** Opening TEXT UNDER STUDY block **

![]() |
JAN WOLKERS (Associated Press/File 2002) |
THE HAGUE - Novelist, poet, and sculptor Jan Wolkers, whose sex-charged books helped shake off the shackles of postwar conservatism in the Netherlands, died Friday at his home on the North Sea island of Texel, his publisher said. He was 81.
His best-known book was "Turkish Delight," about a stormy relationship between a sculptor and his girlfriend, who break up and are reunited shortly before she dies of a brain tumor.
It was published in 1969 and has been translated into a dozen languages. In 1973, it was made into a film, directed by Paul Verhoeven and starring Rutger Hauer, that was nominated for an Oscar and voted Best Dutch Film of the 20th century.
Considered one of the four best postwar Dutch writers, Mr. Wolkers won but declined the country's highest literary honors.

** Closing TEXT UNDER STUDY block **
** Opening DATA SUPPLIED block **

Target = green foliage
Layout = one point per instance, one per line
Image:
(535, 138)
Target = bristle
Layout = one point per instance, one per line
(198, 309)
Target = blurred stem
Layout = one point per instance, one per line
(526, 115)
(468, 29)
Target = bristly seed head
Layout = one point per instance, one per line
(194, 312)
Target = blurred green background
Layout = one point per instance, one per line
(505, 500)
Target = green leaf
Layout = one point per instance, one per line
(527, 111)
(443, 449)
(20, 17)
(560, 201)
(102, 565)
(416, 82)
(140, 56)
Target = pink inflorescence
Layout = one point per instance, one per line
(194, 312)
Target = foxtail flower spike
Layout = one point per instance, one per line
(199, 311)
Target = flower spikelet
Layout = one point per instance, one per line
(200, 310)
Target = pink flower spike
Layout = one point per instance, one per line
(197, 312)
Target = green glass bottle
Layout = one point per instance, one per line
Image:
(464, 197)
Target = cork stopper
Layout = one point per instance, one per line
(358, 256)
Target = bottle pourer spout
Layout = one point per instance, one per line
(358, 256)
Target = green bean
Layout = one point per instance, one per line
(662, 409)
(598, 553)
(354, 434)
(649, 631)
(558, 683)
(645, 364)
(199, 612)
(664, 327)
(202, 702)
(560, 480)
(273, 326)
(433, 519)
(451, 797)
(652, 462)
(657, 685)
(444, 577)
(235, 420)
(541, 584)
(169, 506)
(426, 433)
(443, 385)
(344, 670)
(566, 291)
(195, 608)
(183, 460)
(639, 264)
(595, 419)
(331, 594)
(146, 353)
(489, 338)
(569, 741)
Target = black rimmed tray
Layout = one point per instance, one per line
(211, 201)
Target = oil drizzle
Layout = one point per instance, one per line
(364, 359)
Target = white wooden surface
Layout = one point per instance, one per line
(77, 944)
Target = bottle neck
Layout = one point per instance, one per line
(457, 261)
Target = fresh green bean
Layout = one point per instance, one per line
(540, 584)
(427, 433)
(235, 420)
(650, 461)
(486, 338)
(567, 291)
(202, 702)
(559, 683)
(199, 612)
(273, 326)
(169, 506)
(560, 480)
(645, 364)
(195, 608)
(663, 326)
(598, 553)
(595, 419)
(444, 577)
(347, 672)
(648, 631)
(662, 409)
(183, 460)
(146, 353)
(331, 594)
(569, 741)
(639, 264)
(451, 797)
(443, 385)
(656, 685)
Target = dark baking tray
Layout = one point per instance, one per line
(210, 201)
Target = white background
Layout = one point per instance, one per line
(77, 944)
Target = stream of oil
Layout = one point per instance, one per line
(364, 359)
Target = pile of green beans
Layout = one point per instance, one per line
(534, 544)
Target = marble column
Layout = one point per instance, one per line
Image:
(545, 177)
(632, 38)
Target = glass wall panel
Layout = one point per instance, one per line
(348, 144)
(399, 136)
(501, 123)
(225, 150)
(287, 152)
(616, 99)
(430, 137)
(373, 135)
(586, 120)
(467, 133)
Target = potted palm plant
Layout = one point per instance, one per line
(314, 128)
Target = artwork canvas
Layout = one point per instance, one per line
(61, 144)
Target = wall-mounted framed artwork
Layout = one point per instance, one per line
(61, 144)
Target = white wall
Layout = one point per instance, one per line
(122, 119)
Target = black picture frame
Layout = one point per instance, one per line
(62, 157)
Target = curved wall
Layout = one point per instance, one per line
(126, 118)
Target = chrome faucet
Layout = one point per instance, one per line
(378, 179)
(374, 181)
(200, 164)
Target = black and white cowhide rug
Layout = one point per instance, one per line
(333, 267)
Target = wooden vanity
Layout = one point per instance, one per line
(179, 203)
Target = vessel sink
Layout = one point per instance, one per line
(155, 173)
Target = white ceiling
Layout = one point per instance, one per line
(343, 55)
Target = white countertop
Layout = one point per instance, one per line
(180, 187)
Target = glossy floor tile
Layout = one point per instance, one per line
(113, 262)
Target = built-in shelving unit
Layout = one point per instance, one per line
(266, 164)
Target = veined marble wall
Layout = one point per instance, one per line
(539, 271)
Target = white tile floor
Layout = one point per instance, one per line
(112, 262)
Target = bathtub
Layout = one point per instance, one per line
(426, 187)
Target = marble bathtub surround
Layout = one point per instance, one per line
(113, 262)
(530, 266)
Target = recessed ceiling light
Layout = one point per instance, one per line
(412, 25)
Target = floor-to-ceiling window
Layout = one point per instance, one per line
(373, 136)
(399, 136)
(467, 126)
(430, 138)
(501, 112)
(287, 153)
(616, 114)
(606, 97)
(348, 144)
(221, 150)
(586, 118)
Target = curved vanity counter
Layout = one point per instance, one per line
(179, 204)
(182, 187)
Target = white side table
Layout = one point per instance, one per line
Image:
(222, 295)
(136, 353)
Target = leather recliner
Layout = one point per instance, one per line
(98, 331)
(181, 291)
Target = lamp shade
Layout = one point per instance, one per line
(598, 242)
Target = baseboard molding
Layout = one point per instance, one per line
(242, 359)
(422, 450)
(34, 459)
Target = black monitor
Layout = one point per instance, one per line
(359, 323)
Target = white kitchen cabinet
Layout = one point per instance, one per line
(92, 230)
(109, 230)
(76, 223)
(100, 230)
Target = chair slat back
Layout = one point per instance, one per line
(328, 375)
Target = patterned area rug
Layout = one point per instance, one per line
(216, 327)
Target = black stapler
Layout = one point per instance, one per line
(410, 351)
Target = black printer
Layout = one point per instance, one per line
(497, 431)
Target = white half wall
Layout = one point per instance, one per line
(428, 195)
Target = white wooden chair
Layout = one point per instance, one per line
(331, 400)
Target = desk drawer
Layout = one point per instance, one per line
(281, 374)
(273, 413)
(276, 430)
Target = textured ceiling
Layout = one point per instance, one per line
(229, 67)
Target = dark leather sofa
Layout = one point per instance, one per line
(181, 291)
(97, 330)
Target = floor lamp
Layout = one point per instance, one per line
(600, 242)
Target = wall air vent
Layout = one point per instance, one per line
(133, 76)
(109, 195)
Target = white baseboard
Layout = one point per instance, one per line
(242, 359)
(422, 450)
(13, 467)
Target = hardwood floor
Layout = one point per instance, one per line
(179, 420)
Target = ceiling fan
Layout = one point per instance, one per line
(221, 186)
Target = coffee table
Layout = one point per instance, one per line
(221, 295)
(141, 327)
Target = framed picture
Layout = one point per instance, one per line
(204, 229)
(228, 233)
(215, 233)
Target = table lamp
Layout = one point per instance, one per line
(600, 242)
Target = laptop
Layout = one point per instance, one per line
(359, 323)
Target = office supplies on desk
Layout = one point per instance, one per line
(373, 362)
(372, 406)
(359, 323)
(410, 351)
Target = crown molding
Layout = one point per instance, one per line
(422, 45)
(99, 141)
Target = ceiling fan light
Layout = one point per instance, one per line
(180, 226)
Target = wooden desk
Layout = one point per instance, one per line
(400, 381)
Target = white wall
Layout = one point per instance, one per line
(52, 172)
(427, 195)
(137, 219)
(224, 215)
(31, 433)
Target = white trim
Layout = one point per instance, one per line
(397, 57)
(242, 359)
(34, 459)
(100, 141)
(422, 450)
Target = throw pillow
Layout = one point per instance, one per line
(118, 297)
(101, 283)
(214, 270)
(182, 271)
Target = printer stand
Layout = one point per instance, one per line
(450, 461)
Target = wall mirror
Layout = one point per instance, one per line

** Closing DATA SUPPLIED block **

* ABOUT THIS TASK *
Transcribe the passage of the Wolkers obituary from "It was published" to "highest literary honors.". The records are independent of the Wolkers obituary and should be treated as separate material.

* SOLUTION TO THE PROBLEM *
It was published in 1969 and has been translated into a dozen languages. In 1973, it was made into a film, directed by Paul Verhoeven and starring Rutger Hauer, that was nominated for an Oscar and voted Best Dutch Film of the 20th century.
Considered one of the four best postwar Dutch writers, Mr. Wolkers won but declined the country's highest literary honors.